* [PROMPT]: In the records that follow, the lines from the one containing "Target: yellow pointed beak" to the one containing "Target: green vegetation background", inclusive, are to be given again exactly.

Region pointing data

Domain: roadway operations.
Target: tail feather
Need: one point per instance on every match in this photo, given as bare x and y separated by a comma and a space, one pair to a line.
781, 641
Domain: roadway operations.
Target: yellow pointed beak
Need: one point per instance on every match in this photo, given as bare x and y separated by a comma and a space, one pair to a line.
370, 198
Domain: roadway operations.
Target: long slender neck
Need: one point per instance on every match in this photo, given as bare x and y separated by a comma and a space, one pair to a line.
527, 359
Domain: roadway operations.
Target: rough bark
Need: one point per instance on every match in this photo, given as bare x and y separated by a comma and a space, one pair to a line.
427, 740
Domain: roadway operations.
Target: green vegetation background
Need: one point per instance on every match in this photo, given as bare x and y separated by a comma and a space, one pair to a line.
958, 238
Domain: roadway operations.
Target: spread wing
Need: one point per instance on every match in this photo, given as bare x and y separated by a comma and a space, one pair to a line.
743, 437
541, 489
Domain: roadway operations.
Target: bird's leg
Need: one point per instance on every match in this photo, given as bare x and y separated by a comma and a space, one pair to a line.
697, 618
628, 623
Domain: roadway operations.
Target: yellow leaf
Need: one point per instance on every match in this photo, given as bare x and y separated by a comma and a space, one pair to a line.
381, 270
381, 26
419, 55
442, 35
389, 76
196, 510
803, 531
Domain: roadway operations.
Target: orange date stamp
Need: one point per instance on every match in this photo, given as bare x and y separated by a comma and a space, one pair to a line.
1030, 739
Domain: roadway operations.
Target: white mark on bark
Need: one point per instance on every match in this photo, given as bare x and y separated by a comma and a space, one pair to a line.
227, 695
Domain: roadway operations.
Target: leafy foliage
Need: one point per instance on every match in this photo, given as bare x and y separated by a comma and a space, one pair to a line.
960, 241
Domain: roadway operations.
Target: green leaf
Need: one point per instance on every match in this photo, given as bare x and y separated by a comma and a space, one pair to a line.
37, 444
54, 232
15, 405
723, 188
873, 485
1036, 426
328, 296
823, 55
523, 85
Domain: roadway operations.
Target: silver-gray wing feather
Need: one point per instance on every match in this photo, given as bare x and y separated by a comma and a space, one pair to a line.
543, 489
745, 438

* [WRITTEN REPLY]:
Target: yellow pointed beak
Need: one point per instance on every match in this photo, given as bare x and y separated by a comma and a space, one pair to a line.
370, 198
Domain: roadway operations.
Target: long slender neck
Need: one point per instance on every match in this photo, given as bare x and y separated by a comma and a space, one pair to a line.
527, 359
Domain: roadway operations.
Target: rough bark
Need: one point per instance on every match in this photo, given as bare x and y separated by a comma and a space, one pair to a line.
427, 740
Domain: roadway operations.
Target: green vegetation background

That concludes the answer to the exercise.